[EXTRACTED TEXT]
Are you sure you are not looking at max_sectors (not max_hw_sectors) ?
For an average SATA HDD, generally, you get:

# cat max_hw_sectors_kb
32764
# cat max_sectors_kb
1280

So 32MB max command size per hardware limitations. That one cannot be changed.
The block IO layer uses the 1280KB soft limit defined by max_sectors
(max_sectors_kb in sysfs) but the user can tune this from 1 sector up to
max_hw_sectors_kb.

> 
>>> The other two users of iomap for buffered io (gfs2 and zonefs) don't
>>> have a means to defer and combine ioends like xfs does.  Do you think
>>> they should?  I think it's still possible to trip the softlockup there.
>>>
>>
>> I'm not sure. We'd probably want some feedback from developers of
>> filesystems other than XFS before incorporating a change like this. The
>> first patch in the series more just provides some infrastructure for
>> other filesystems to avoid the problem as they see fit.
> 
> Hmm.  Any input from the two other users of iomap buffered IO?  Who are
> now directly in the to: list? :D
> 
> Catch-up TLDR: we're evaluating a proposal to limit the length of an
> iomap writeback ioend to 4096 pages so that we don't trip the hangcheck
> warning while clearing pagewriteback if the ioend completion happens to
> run in softirq context (e.g. nvme completion).

[RECORD EXTRACTS]

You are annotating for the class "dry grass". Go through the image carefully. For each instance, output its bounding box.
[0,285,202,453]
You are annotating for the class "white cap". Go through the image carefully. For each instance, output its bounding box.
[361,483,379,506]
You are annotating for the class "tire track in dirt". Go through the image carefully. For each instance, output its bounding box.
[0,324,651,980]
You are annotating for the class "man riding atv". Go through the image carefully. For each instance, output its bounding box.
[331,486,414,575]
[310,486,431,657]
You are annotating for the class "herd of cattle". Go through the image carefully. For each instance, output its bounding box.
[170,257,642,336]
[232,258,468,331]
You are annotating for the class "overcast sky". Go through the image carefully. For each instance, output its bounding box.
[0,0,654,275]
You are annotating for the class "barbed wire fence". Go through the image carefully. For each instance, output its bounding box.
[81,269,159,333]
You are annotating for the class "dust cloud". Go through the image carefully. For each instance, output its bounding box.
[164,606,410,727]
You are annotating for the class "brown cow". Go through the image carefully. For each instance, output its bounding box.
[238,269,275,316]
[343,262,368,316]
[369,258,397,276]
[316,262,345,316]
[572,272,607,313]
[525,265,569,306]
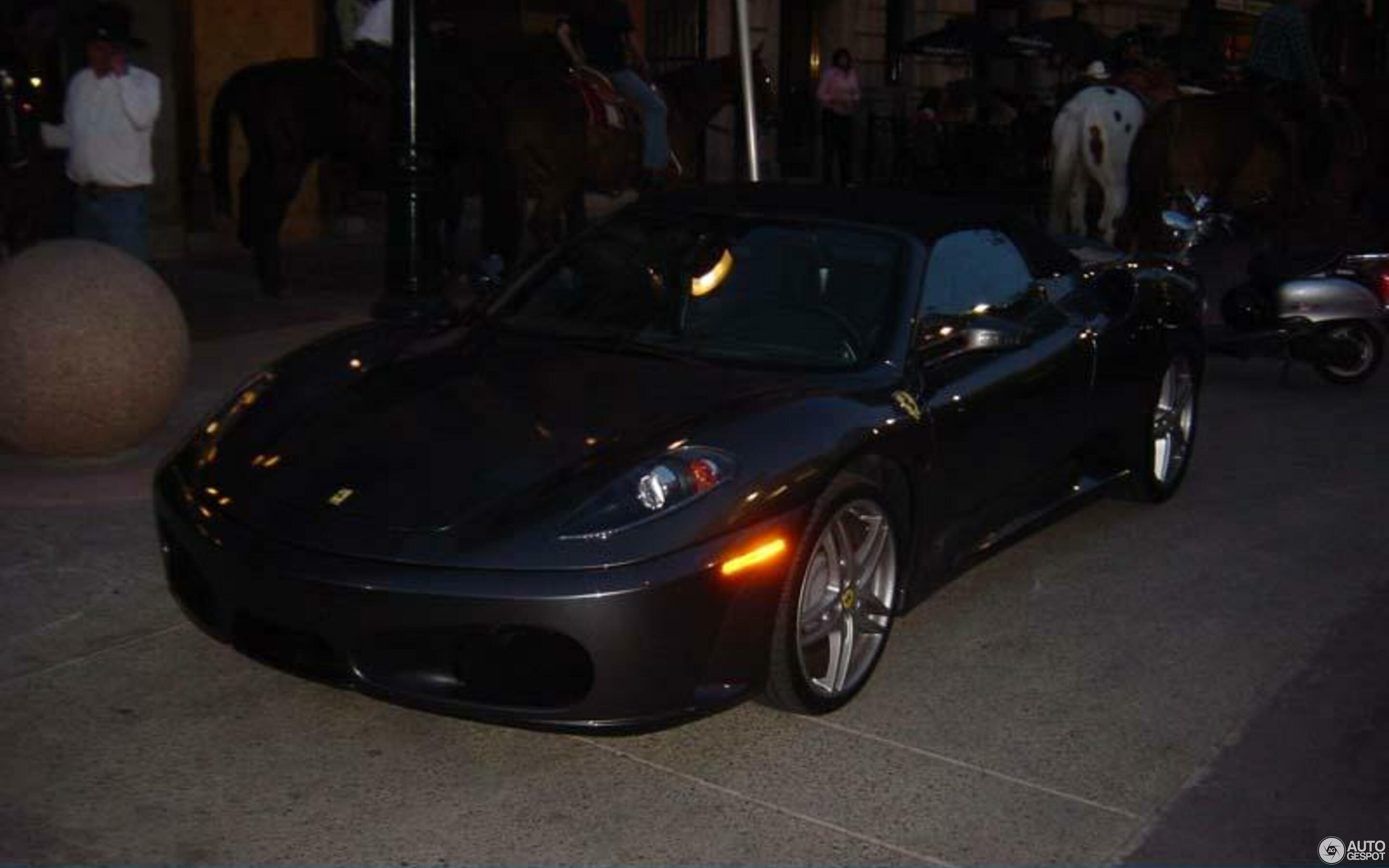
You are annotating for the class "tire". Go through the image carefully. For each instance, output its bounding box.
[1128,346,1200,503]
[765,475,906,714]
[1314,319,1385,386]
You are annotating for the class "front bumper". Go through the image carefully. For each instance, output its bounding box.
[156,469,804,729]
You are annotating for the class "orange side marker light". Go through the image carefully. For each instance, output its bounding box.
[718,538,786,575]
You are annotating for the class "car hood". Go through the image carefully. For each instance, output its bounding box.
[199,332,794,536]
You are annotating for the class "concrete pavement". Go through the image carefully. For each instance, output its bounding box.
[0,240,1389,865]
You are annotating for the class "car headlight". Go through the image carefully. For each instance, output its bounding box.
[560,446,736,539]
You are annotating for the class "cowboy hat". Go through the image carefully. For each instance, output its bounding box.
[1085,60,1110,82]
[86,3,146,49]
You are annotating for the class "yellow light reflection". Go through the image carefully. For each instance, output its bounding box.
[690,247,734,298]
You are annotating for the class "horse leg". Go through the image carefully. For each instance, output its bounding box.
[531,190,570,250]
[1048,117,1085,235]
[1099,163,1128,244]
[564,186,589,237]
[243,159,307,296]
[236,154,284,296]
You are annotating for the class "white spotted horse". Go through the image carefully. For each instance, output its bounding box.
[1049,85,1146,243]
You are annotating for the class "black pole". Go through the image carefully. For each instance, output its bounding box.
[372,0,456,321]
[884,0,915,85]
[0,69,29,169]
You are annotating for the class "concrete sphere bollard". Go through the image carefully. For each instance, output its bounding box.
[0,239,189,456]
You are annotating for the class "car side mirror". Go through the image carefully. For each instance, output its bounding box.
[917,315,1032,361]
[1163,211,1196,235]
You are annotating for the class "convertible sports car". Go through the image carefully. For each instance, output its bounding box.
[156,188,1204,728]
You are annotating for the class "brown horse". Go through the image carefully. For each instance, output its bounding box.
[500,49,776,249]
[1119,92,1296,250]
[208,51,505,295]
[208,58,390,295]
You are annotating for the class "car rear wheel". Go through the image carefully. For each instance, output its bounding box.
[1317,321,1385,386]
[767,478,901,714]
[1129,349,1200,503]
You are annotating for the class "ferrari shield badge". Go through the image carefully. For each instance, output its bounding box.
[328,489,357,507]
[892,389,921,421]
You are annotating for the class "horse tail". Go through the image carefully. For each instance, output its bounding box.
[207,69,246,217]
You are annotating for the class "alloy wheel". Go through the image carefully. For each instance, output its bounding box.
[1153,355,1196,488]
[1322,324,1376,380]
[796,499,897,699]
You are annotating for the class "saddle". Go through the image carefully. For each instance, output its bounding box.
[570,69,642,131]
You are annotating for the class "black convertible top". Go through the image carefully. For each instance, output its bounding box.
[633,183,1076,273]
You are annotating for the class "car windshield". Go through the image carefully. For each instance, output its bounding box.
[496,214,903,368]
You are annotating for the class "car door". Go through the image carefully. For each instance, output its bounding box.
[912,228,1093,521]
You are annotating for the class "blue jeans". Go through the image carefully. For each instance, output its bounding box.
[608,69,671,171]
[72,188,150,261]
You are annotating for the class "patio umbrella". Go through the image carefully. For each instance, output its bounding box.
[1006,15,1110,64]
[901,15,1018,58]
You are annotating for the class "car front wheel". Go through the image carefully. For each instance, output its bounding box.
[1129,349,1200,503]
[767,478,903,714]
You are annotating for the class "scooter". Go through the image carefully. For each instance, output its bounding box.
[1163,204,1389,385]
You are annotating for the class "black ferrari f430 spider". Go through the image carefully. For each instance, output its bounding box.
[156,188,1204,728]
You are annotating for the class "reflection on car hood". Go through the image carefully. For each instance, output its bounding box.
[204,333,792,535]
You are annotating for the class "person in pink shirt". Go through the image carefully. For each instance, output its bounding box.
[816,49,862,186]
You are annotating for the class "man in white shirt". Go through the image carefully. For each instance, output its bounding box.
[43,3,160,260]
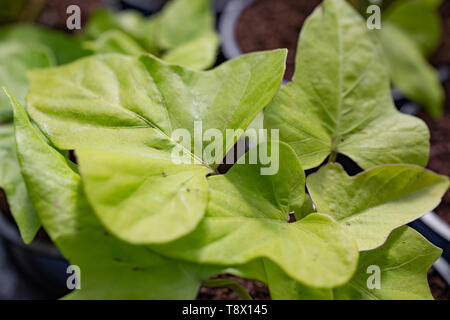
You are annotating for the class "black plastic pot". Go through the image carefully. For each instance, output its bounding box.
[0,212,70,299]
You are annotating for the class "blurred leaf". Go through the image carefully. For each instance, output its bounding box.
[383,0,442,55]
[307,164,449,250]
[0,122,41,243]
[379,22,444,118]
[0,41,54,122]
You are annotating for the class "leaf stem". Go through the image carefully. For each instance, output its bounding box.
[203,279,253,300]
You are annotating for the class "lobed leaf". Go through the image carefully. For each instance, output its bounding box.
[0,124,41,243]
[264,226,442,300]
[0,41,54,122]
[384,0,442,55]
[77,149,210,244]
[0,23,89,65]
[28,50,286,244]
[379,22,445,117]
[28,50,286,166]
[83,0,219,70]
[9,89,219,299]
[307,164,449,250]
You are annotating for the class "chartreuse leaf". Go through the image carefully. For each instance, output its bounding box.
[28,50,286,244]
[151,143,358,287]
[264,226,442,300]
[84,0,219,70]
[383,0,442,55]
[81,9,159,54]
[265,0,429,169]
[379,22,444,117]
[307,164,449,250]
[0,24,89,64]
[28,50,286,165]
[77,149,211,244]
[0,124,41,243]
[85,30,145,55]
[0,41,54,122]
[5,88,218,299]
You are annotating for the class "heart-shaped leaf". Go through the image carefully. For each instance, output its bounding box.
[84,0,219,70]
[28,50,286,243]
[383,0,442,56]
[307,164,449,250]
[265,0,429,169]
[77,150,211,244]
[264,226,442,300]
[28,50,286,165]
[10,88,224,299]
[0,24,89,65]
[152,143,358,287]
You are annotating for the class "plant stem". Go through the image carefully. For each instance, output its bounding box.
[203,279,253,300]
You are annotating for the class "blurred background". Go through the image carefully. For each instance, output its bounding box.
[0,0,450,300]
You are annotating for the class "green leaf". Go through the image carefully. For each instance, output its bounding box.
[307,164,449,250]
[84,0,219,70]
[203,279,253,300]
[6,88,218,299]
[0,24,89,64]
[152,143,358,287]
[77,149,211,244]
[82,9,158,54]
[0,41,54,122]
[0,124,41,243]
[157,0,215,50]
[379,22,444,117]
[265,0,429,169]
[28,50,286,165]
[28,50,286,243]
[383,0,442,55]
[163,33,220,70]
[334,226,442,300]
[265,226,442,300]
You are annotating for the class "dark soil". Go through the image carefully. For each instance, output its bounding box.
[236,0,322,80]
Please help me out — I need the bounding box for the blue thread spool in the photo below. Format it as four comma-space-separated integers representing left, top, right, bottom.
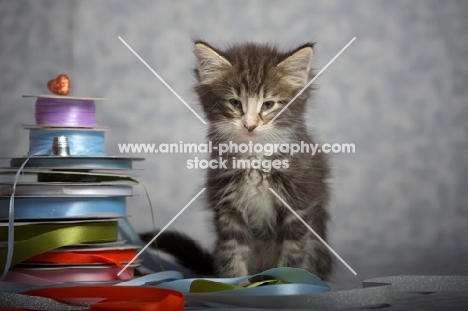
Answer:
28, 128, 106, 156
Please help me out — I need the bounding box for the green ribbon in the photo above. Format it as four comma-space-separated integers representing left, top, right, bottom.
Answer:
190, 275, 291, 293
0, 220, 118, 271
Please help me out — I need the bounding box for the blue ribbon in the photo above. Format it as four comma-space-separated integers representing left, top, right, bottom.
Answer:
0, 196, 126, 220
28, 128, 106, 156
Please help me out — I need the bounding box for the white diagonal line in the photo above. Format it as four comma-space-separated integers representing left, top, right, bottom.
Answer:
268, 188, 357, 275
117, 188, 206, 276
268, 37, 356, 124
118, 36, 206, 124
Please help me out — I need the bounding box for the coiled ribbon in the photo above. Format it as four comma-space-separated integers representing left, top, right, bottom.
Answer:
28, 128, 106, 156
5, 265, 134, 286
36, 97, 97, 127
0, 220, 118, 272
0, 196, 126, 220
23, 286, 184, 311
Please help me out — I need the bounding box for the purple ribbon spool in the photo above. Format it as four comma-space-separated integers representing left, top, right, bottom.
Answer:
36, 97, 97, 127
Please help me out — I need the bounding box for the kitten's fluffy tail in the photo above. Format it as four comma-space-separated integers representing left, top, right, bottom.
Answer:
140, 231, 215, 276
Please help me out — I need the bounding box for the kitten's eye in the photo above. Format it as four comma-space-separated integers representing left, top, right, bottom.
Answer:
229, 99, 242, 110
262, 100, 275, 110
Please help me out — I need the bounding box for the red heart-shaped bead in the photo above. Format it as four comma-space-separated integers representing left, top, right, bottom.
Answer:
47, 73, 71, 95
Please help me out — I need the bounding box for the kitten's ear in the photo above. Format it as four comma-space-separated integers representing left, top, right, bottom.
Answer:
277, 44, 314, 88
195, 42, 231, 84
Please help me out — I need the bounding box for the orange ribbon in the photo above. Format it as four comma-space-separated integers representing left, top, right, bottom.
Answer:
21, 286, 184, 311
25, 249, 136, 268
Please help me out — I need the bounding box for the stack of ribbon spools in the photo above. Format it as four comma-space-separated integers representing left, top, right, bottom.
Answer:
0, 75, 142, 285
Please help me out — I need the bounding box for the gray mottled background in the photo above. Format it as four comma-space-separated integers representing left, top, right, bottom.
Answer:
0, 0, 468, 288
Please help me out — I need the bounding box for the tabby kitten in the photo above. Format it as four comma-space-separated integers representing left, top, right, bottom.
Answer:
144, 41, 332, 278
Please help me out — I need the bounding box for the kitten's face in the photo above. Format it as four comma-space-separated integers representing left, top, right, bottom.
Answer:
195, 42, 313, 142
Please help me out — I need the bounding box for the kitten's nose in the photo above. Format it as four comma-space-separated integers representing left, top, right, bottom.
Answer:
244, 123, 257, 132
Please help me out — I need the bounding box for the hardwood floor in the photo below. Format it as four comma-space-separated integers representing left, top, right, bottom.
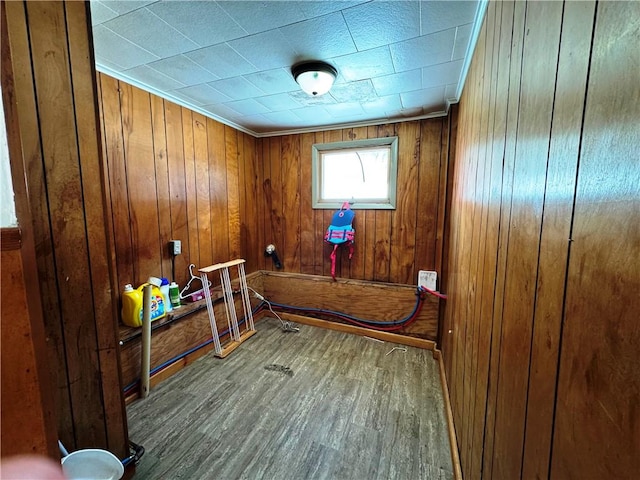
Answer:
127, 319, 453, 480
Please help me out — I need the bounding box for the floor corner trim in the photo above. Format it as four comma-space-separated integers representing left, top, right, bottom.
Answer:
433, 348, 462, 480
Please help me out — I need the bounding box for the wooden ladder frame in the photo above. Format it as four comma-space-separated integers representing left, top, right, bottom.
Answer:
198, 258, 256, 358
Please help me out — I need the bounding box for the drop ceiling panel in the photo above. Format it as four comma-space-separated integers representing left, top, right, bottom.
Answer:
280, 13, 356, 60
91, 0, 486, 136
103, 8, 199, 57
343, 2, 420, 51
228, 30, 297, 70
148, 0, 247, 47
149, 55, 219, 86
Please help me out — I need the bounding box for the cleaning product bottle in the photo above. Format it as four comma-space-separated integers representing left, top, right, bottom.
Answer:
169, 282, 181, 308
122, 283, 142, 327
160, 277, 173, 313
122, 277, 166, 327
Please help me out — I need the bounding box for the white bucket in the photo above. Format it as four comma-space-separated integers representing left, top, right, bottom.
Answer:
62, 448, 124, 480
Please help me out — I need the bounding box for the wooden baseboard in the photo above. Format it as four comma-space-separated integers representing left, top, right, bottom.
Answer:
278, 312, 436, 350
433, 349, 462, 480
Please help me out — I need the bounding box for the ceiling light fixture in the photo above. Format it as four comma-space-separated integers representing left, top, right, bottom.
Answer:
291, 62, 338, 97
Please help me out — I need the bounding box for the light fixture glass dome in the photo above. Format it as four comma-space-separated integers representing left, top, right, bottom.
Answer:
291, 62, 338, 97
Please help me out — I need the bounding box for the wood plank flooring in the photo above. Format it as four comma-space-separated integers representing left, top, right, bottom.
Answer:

[TO BE DONE] Reproduce the mailing-list excerpt above on max_sectors and iomap writeback verbatim, from its first line to its last.

[ANSWER TO THE PROBLEM]
Are you sure you are not looking at max_sectors (not max_hw_sectors) ?
For an average SATA HDD, generally, you get:

# cat max_hw_sectors_kb
32764
# cat max_sectors_kb
1280

So 32MB max command size per hardware limitations. That one cannot be changed.
The block IO layer uses the 1280KB soft limit defined by max_sectors
(max_sectors_kb in sysfs) but the user can tune this from 1 sector up to
max_hw_sectors_kb.

> 
>>> The other two users of iomap for buffered io (gfs2 and zonefs) don't
>>> have a means to defer and combine ioends like xfs does.  Do you think
>>> they should?  I think it's still possible to trip the softlockup there.
>>>
>>
>> I'm not sure. We'd probably want some feedback from developers of
>> filesystems other than XFS before incorporating a change like this. The
>> first patch in the series more just provides some infrastructure for
>> other filesystems to avoid the problem as they see fit.
> 
> Hmm.  Any input from the two other users of iomap buffered IO?  Who are
> now directly in the to: list? :D
> 
> Catch-up TLDR: we're evaluating a proposal to limit the length of an
> iomap writeback ioend to 4096 pages so that we don't trip the hangcheck
> warning while clearing pagewriteback if the ioend completion happens to
> run in softirq context (e.g. nvme completion).